▶ What the exercise asks
Please write out the material that follows, exactly as it stands.

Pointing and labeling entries

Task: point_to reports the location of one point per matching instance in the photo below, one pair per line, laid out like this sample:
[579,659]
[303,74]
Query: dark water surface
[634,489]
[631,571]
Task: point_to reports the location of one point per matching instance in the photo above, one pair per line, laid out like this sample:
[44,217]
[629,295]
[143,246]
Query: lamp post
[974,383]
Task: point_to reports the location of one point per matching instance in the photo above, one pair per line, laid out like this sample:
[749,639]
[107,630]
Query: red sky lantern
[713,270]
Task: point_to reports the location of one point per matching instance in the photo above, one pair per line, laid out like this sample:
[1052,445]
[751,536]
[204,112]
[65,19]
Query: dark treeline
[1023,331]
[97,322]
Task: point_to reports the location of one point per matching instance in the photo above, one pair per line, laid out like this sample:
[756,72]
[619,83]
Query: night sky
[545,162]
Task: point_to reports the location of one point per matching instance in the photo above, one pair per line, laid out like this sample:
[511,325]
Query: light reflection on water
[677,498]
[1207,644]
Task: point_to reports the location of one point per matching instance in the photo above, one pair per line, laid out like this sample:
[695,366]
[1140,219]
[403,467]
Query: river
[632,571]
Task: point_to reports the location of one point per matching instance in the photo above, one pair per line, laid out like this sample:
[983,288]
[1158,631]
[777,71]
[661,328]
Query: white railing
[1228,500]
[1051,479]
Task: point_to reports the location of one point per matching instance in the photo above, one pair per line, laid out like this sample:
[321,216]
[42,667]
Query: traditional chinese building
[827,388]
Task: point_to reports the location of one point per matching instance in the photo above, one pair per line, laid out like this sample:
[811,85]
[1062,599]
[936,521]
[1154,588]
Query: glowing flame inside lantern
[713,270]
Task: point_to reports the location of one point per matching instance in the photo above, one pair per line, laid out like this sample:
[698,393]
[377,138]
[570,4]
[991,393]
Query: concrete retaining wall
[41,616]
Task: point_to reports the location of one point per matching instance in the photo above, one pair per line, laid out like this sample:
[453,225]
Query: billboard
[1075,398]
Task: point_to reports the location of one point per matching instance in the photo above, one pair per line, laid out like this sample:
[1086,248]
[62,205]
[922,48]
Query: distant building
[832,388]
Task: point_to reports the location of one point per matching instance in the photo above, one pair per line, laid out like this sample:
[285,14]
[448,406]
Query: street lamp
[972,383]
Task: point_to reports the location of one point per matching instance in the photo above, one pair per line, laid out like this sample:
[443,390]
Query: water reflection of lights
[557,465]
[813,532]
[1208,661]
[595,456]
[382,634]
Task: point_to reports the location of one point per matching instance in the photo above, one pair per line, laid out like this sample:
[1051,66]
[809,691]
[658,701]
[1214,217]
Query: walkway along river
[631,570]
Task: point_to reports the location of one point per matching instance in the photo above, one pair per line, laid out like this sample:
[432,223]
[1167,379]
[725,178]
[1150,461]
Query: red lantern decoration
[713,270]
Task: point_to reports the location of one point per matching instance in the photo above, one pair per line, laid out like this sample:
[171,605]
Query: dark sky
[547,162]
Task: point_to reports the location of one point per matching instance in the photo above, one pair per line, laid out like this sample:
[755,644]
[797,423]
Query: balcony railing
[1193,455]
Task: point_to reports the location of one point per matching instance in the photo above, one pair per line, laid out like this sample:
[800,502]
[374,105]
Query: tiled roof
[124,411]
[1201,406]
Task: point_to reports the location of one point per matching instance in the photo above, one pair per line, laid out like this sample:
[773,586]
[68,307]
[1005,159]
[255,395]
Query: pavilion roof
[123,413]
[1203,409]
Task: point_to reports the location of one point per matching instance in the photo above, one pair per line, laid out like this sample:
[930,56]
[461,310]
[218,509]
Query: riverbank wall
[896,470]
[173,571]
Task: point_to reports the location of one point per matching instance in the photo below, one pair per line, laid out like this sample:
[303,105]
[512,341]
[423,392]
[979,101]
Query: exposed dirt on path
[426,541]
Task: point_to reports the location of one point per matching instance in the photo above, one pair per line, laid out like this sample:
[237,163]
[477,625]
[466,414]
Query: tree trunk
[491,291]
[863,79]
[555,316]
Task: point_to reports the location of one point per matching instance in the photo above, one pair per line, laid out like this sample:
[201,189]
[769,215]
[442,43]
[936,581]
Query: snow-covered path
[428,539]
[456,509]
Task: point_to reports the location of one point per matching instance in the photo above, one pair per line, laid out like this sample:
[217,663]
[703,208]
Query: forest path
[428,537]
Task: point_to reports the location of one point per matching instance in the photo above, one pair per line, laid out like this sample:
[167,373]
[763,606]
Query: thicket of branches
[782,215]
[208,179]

▶ Finished exercise
Task: point_to reports the location of one point per matching instance in the photo below, one pair per line, laid out like this sample:
[579,659]
[303,74]
Query: dark water surface
[634,489]
[631,571]
Task: point_to reports the location of one point per matching instance in the photo above, one pair per line, laid out like this sample:
[44,217]
[629,295]
[143,246]
Query: lamp post
[974,383]
Task: point_to reports the location of one point per matching instance in the photo above, one pair per line, laid out like this sample:
[749,639]
[107,630]
Query: red sky lantern
[713,270]
Task: point_to reports the location of one point per matching instance in the photo above, one pair per line, laid out like this sample:
[1052,445]
[751,536]
[204,112]
[65,19]
Query: dark treeline
[1023,331]
[97,322]
Task: point_to reports the location of one point per matching instance in the photo above, one pair per line, laid out like this sample:
[756,72]
[619,83]
Query: night sky
[545,162]
Task: point_to reports the location of one point per matching instance in the photo above, one pair per line, laid out like this sample:
[511,325]
Query: light reflection on water
[677,498]
[1207,644]
Task: point_to reports the location of one point per matching instance in the photo above, one pair per line, laid out like this sample:
[695,366]
[1140,219]
[403,467]
Query: river
[632,571]
Task: point_to reports the location of one point per matching instance in the photo above, one pair per line, laid out like this sample:
[983,288]
[1158,631]
[777,71]
[661,328]
Query: white railing
[1228,500]
[1051,479]
Task: point_to reports the location of one point per matching instance in the photo above, one pair per line, laid out like this sample:
[321,216]
[42,667]
Query: traditional chinese building
[827,388]
Task: point_to reports the location of one point per matching instance in the photo above, one pair per line, laid out like this sample:
[811,85]
[1062,599]
[936,521]
[1154,588]
Query: glowing flame inside lantern
[713,270]
Task: point_to reports the location of one point per matching instance in the photo above, one pair per line, laid out like this sample:
[698,393]
[377,138]
[570,4]
[991,393]
Query: concrete retaining wall
[41,616]
Task: point_to reports the location of one point per matching instance in the photo above, one pair per line, laid out like this sample:
[453,225]
Query: billboard
[1075,398]
Task: point_to reports the location of one point per matching instance in the photo above, one pair per line, laid out like this sample:
[1086,248]
[62,205]
[922,48]
Query: distant building
[832,388]
Task: point_to reports the location of one point per matching instance in the photo above, one pair per line, laid out like this sample:
[285,14]
[448,406]
Query: street lamp
[972,383]
Task: point_to reports the location of one point per matching instance in the photo above, one pair per line, laid out like this sample:
[443,390]
Query: water reflection of lights
[557,465]
[813,532]
[1208,661]
[595,456]
[382,634]
Task: point_to reports the location of one point per matching instance in the photo above, one pair per line, laid out like this sample:
[1051,66]
[809,691]
[658,701]
[1214,217]
Query: walkway along river
[631,570]
Task: point_to reports the location of one point per matching instance in the photo above, one pair per line, laid out like this sample:
[432,223]
[1167,379]
[725,178]
[1150,461]
Query: red lantern decoration
[713,270]
Task: point_to reports the location of one point per matching instance in the photo above, one pair per line, laid out like this sample:
[171,605]
Query: dark sky
[547,162]
Task: point_to reports the location of one point per matching instance in the photo above, one pair per line, laid out like this sample:
[755,644]
[797,423]
Query: balcony railing
[1193,455]
Task: point_to reports the location of one point per matching instance in the photo above, one pair per line, laid out like this sample:
[800,502]
[374,105]
Query: tiled roof
[124,411]
[1201,406]
Task: point_to reports the location of one point per matching instance in the photo above, one pair per line, laid out like this sample:
[773,586]
[68,307]
[1005,159]
[255,395]
Query: pavilion roof
[123,413]
[1203,409]
Task: point_to reports the location of one point per matching instance in the photo above, one pair per line, laid out like this sample:
[930,56]
[461,310]
[218,509]
Query: riverbank wall
[896,470]
[173,571]
Task: point_to reports the location of one point per matching instance in the photo below, one pair per line, laid out like this sample:
[303,105]
[512,341]
[423,392]
[979,101]
Query: exposed dirt on path
[426,541]
Task: point_to reports the location of one point per matching instance in the photo above, one pair per line, laid out like this sample:
[237,163]
[477,625]
[466,414]
Query: tree trunk
[491,291]
[863,79]
[555,316]
Task: point_to reports the location of one point per matching instance in the photo above, one pair per line, laid out like this sample:
[201,189]
[769,215]
[442,43]
[936,581]
Query: snow-covered path
[428,539]
[456,509]
Task: point_to reports the location of one point per matching instance in the photo above, one pair per line, laid out like this sample:
[217,663]
[703,208]
Query: forest path
[428,537]
Task: point_to reports the location of one point per matching instance in the photo above, one pair per line, laid out like this sample:
[167,373]
[763,606]
Query: thicket of branches
[782,215]
[208,179]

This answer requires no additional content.